** INFORMATION follows **
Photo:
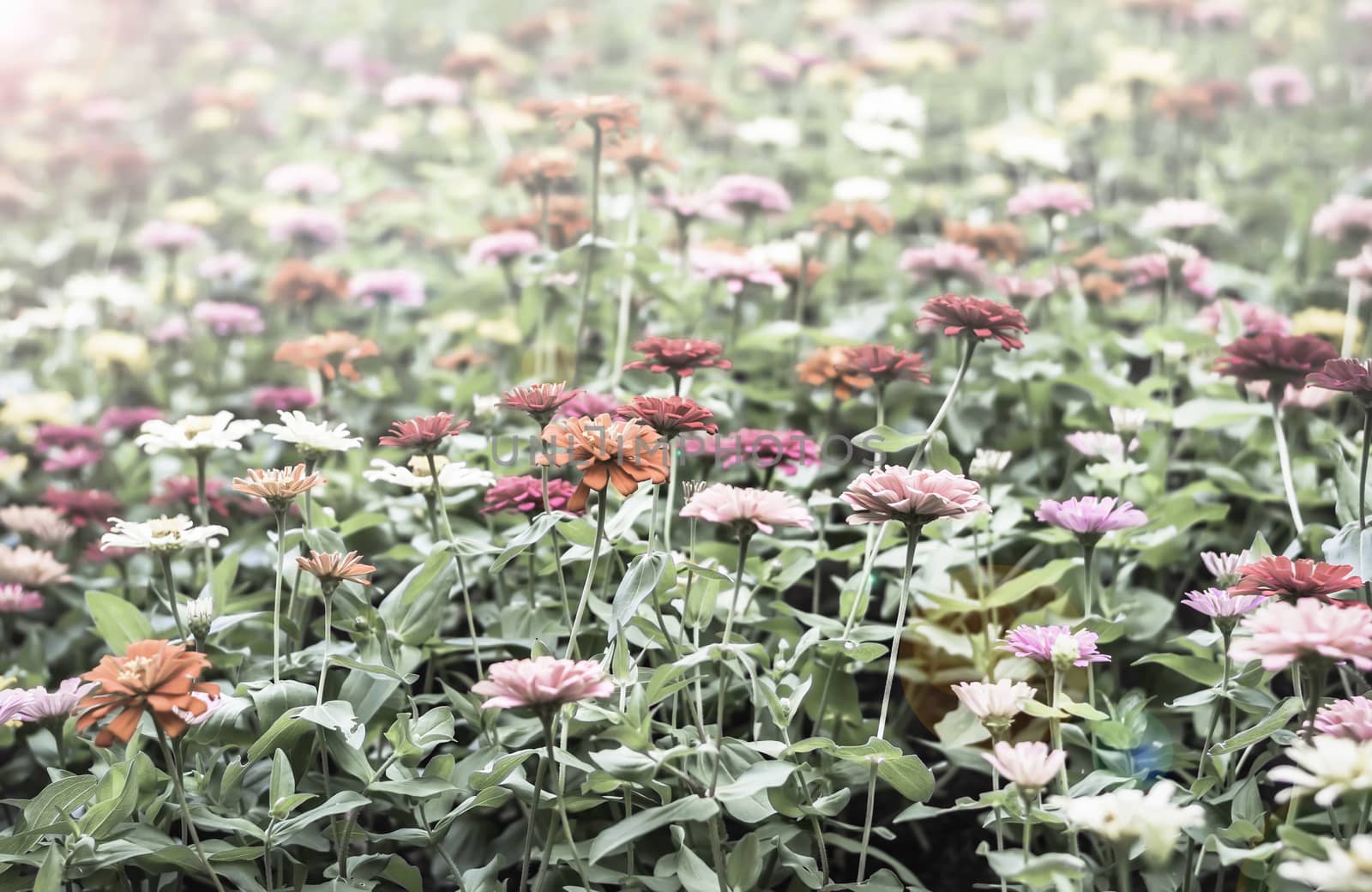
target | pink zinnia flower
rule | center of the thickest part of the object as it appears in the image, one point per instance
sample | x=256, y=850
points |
x=525, y=494
x=310, y=226
x=226, y=319
x=943, y=261
x=398, y=286
x=422, y=89
x=15, y=599
x=1054, y=644
x=1029, y=765
x=1050, y=198
x=748, y=196
x=747, y=508
x=423, y=432
x=976, y=319
x=1349, y=718
x=169, y=235
x=40, y=703
x=1282, y=633
x=1280, y=87
x=1090, y=516
x=1179, y=213
x=736, y=271
x=502, y=247
x=541, y=684
x=785, y=450
x=912, y=497
x=1220, y=604
x=304, y=178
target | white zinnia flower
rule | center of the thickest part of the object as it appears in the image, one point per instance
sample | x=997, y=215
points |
x=862, y=190
x=1327, y=766
x=453, y=475
x=196, y=432
x=775, y=132
x=1342, y=871
x=312, y=437
x=162, y=534
x=1129, y=814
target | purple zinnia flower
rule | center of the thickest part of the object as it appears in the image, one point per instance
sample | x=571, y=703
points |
x=1091, y=516
x=1054, y=644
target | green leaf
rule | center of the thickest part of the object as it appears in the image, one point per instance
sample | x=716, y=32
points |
x=642, y=823
x=1267, y=727
x=117, y=621
x=1026, y=583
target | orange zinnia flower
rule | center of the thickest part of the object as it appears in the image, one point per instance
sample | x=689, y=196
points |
x=151, y=676
x=607, y=452
x=333, y=353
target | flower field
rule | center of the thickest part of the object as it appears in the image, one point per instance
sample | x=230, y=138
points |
x=713, y=446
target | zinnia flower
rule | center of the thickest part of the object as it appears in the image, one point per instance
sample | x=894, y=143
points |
x=1220, y=604
x=1279, y=360
x=1301, y=578
x=153, y=677
x=670, y=416
x=423, y=434
x=1054, y=644
x=912, y=497
x=1349, y=718
x=1088, y=516
x=747, y=507
x=542, y=684
x=278, y=486
x=976, y=319
x=525, y=494
x=1282, y=633
x=678, y=357
x=607, y=452
x=1031, y=765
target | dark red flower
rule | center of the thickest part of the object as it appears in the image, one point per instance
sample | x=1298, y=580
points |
x=82, y=507
x=678, y=357
x=525, y=494
x=974, y=317
x=1279, y=360
x=670, y=415
x=1346, y=375
x=539, y=401
x=423, y=432
x=1303, y=578
x=885, y=364
x=65, y=437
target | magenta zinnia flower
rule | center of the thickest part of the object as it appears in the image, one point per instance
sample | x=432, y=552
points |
x=1282, y=633
x=1054, y=644
x=1220, y=604
x=912, y=497
x=542, y=683
x=1091, y=518
x=15, y=599
x=423, y=432
x=747, y=508
x=978, y=319
x=1349, y=718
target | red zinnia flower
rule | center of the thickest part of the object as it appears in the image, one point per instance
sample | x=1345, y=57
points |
x=678, y=357
x=974, y=317
x=423, y=432
x=1279, y=360
x=885, y=364
x=1303, y=578
x=670, y=415
x=539, y=401
x=1348, y=375
x=82, y=507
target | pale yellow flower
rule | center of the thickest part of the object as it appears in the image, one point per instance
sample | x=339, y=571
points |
x=109, y=349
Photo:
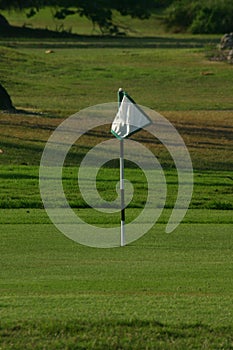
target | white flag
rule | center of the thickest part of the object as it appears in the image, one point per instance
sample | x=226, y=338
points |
x=129, y=119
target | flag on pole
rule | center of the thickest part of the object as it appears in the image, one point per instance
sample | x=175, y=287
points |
x=130, y=118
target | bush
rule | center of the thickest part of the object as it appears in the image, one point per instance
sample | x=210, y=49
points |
x=209, y=17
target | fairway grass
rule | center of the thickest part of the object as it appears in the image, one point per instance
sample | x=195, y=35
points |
x=163, y=291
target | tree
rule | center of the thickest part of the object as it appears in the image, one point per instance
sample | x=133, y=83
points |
x=198, y=16
x=100, y=12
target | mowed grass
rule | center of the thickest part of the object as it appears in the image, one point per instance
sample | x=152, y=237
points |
x=164, y=291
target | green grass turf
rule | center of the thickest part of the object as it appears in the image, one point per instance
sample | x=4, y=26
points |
x=164, y=291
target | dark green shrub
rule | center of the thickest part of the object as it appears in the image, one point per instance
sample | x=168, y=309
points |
x=210, y=17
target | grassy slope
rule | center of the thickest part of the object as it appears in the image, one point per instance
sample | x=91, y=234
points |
x=163, y=291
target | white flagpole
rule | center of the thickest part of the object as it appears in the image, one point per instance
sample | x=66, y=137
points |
x=122, y=189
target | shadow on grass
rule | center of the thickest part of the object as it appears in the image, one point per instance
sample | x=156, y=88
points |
x=135, y=334
x=70, y=40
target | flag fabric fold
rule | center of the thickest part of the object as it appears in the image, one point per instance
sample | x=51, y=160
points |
x=129, y=119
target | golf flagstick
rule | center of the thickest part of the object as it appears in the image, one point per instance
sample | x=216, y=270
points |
x=122, y=187
x=129, y=119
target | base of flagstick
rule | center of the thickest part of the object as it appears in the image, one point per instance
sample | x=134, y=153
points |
x=122, y=233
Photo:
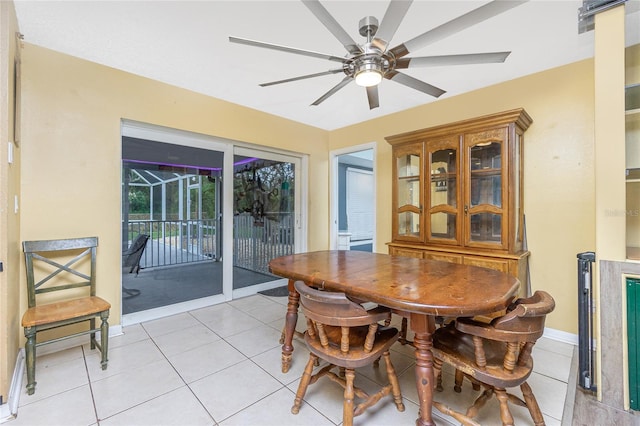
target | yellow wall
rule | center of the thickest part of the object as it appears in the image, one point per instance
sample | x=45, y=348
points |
x=558, y=169
x=9, y=187
x=72, y=149
x=72, y=146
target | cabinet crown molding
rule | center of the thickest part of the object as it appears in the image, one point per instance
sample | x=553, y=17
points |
x=517, y=116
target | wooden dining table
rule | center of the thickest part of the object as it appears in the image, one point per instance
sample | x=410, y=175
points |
x=418, y=289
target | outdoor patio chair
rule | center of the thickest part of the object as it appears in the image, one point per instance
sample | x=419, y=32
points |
x=61, y=290
x=133, y=254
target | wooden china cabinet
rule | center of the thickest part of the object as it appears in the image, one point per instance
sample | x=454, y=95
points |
x=458, y=195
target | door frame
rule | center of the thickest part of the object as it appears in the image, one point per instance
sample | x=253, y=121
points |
x=300, y=205
x=333, y=188
x=229, y=148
** End of INFORMATION **
WHAT THE EXERCISE ASKS:
Select every line in the records above that contains the word "green".

WRITTEN SOLUTION:
target | green leaf
target | green grass turf
target | dark green shrub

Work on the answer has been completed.